§ EXTRACTO DE PÁGINA:
○ ○ ○ ○ ○ ○ ○
Prueba del carácter en el fondo noble de nuestro personaje es un detalle que Alarcón no olvida mencionar: “¡Lo que nunca ha hecho ha sido pronunciarse!”

En El capitán Veneno se ofrece una visión, como no podía ser menos, conciliadora de nuestra historia: es la condesa de Santurce, viuda de un cabecilla carlista, quien socorre y acoge en su humilde hogar al malherido capitán don Jorge de Córdoba…

Esta nobleza en el ánimo de los personajes y esta ambientación en un Madrid histórico y costumbrista parecen hacerse eco de algunas de las novelas que componían la segunda serie de los Episodios nacionales de Galdós.

Sin embargo, a diferencia de Galdós, es Alarcón narrador sin aliento épico, sin intención crítica, más apto para convertir una anécdota en relato breve y divertido enredo. Así, no es de extrañar que encontremos la verdadera medida de sus excelentes dotes narrativas en su amenísima serie de Novelas cortas. Bajo este epígrafe se agruparon sus relatos breves, subdivididos en Cuentos amatorios, Historietas nacionales y Narraciones inverosímiles.
○ ○ ○ ○ ○ ○ ○
§ DATOS ALMACENADOS:
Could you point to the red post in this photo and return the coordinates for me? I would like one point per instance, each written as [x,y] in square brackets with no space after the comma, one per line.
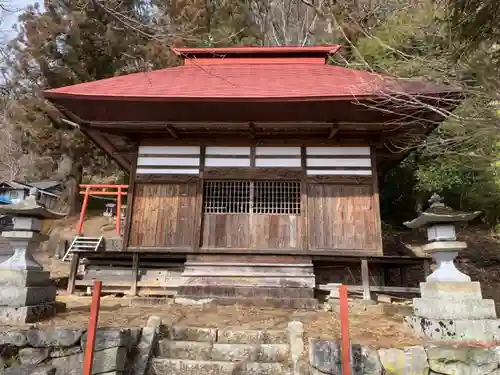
[84,208]
[344,331]
[93,319]
[118,210]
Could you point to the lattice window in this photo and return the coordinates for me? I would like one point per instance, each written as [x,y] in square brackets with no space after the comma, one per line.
[257,197]
[228,197]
○ ○ ○ ○ ○ ○ ○
§ LISTA DE TAREAS:
(a) Según el texto sobre Alarcón, ¿quién socorre y acoge en su hogar al capitán don Jorge de Córdoba en El capitán Veneno?
(b) Retoma el texto sobre Alarcón y continúalo a partir de su última oración.
Los registros no guardan relación con el texto sobre Alarcón.

§ RESPUESTAS POR TAREA:
(a) La condesa de Santurce, viuda de un cabecilla carlista.

(b)
A despecho de las valoraciones y justificaciones posteriores del autor, no cabe duda de que los Cuentos amatorios de Alarcón ofrecen las más sabrosas y picantes narraciones sobre la seducción femenina de nuestra literatura. En “El coro de ángeles” (1858) pone el autor en prosa, siempre incitante, la historia de una conquista amorosa motivada por una apuesta al estilo del Don Juan Tenorio (1844) de Zorrilla. El protagonista de esta historia, seductor de la virginal Casimira, describe en voluptuosos términos el momento del primer baile entre ambos:

“Así es que su talle, nunca acariciado, temblaba y chispeaba al contacto de mi brazo. Su corazón bramaba al acercarse al mío. Sus sensaciones vírgenes la ahogaban… La fuerza de su naturaleza, tanto tiempo comprimida, estallaba tumultuosamente… ¡Era mujer, era joven, era tierra!”

No faltan en esta colección de los Cuentos amatorios las románticas historias amorosas que desembocan en  trágicas muertes: en este sentido, “El clavo” (1853) y “Novela natural” son absolutas obras maestras de la producción alarconiana.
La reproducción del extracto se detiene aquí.